_Kurze Aufgabe_
Übernehmen Sie aus den Einträgen unten wortgetreu die Zeilen, beginnend mit der Zeile, die „trace: swan's webbed foot“ enthält, und endend nach der Zeile, die „Now the swan's webbed“ enthält.

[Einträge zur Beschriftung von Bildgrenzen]
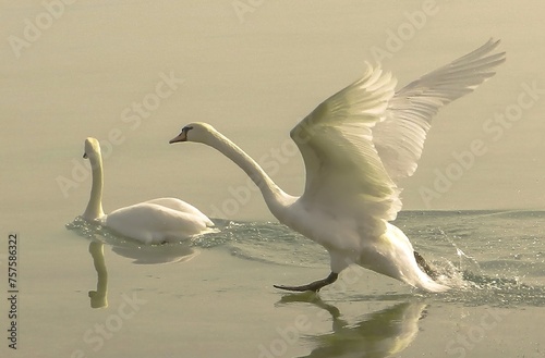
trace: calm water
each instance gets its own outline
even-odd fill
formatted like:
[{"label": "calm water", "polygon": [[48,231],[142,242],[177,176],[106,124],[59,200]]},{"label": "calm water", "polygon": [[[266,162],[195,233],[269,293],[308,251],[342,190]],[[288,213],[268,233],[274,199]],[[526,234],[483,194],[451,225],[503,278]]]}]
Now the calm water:
[{"label": "calm water", "polygon": [[[272,284],[328,273],[324,249],[267,222],[244,173],[210,148],[167,144],[187,122],[210,122],[256,159],[286,155],[270,174],[300,194],[302,160],[283,150],[289,131],[432,2],[3,1],[0,356],[543,357],[543,212],[400,213],[397,224],[455,287],[446,294],[352,268],[319,297],[287,295]],[[240,3],[251,11],[237,12]],[[403,208],[543,210],[544,3],[435,4],[382,61],[400,85],[489,37],[501,38],[507,62],[434,121]],[[47,9],[57,11],[50,24]],[[46,23],[33,32],[37,21]],[[13,36],[28,41],[19,57]],[[512,109],[523,85],[538,98],[493,138],[484,124]],[[160,103],[136,111],[157,88]],[[71,223],[88,200],[88,136],[107,150],[106,212],[172,196],[229,219],[217,221],[221,232],[142,247]],[[486,155],[426,206],[419,189],[475,139]],[[237,210],[225,210],[234,199]],[[7,340],[10,233],[16,351]]]},{"label": "calm water", "polygon": [[[216,223],[220,233],[192,243],[153,247],[121,239],[78,219],[68,227],[83,236],[98,234],[116,252],[135,257],[135,263],[185,260],[202,248],[261,264],[319,268],[317,273],[328,273],[327,251],[280,223]],[[409,211],[401,212],[396,224],[443,273],[441,280],[455,287],[434,299],[470,306],[545,306],[545,212]]]},{"label": "calm water", "polygon": [[[95,308],[87,310],[96,311],[108,300],[107,252],[109,260],[131,262],[136,271],[146,268],[143,271],[157,280],[173,271],[205,273],[191,282],[167,282],[173,291],[183,288],[171,297],[169,289],[137,288],[148,300],[197,308],[199,320],[214,322],[215,329],[179,322],[180,341],[158,353],[174,351],[189,340],[174,356],[543,357],[545,342],[537,328],[545,307],[544,212],[401,212],[396,223],[453,287],[445,294],[414,291],[359,268],[344,271],[318,296],[278,292],[270,285],[279,280],[303,283],[327,274],[324,249],[278,223],[216,222],[220,233],[150,247],[78,219],[68,224],[73,242],[90,244],[97,270],[98,293],[90,299]],[[128,272],[126,266],[116,267]],[[207,298],[206,313],[201,311],[202,297]],[[160,305],[147,308],[169,320]],[[226,338],[215,334],[237,343],[228,349]],[[206,337],[206,345],[196,344],[193,336]]]}]

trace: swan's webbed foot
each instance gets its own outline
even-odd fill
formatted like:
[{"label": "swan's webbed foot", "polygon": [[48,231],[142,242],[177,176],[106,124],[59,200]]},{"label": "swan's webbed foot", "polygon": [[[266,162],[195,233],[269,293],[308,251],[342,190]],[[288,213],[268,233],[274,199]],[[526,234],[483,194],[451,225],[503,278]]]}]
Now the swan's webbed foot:
[{"label": "swan's webbed foot", "polygon": [[437,279],[437,272],[427,264],[426,260],[419,252],[414,251],[414,258],[416,259],[416,263],[420,266],[424,272],[432,277],[433,280]]},{"label": "swan's webbed foot", "polygon": [[286,291],[294,291],[294,292],[318,292],[322,287],[332,284],[337,281],[339,276],[338,273],[331,272],[327,277],[318,281],[311,282],[307,285],[302,286],[284,286],[284,285],[274,285],[276,288],[286,289]]}]

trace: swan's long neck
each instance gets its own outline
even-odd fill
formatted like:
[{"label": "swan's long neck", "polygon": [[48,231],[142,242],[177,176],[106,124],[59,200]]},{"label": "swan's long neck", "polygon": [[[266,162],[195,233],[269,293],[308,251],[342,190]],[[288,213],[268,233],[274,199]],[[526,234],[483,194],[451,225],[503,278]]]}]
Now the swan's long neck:
[{"label": "swan's long neck", "polygon": [[265,173],[265,171],[259,166],[259,164],[252,159],[252,157],[246,155],[241,148],[239,148],[221,133],[210,131],[210,136],[205,144],[216,148],[239,165],[247,174],[247,176],[250,176],[255,185],[259,187],[263,198],[265,199],[270,212],[278,220],[282,221],[282,217],[286,213],[286,210],[282,209],[286,209],[286,207],[294,201],[295,198],[280,189],[278,185],[272,182],[270,176],[268,176],[267,173]]},{"label": "swan's long neck", "polygon": [[90,157],[90,168],[93,171],[93,186],[90,187],[90,198],[83,218],[89,221],[104,217],[102,211],[102,158],[100,155]]}]

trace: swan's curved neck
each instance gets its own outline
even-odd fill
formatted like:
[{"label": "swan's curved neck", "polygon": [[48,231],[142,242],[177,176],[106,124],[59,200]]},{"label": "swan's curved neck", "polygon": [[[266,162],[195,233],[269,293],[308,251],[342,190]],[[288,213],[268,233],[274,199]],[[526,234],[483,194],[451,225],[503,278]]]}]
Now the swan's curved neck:
[{"label": "swan's curved neck", "polygon": [[210,131],[210,136],[204,144],[219,150],[227,158],[231,159],[239,165],[250,178],[259,187],[263,198],[267,203],[270,212],[280,221],[284,213],[286,207],[295,200],[294,197],[286,194],[278,185],[272,182],[270,176],[257,164],[255,160],[246,155],[229,138],[217,131]]},{"label": "swan's curved neck", "polygon": [[90,198],[87,208],[83,213],[85,220],[96,220],[104,217],[102,211],[102,158],[98,155],[96,158],[90,157],[90,169],[93,172],[93,186],[90,187]]}]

_Lösung der Aufgabe_
trace: swan's webbed foot
each instance gets its own outline
even-odd fill
formatted like:
[{"label": "swan's webbed foot", "polygon": [[48,231],[142,242],[177,176],[106,124],[59,200]]},{"label": "swan's webbed foot", "polygon": [[[266,162],[195,233],[269,293],[308,251],[342,190]],[[288,213],[268,233],[274,199]],[[526,234],[483,194],[451,225],[503,278]]]}]
Now the swan's webbed foot:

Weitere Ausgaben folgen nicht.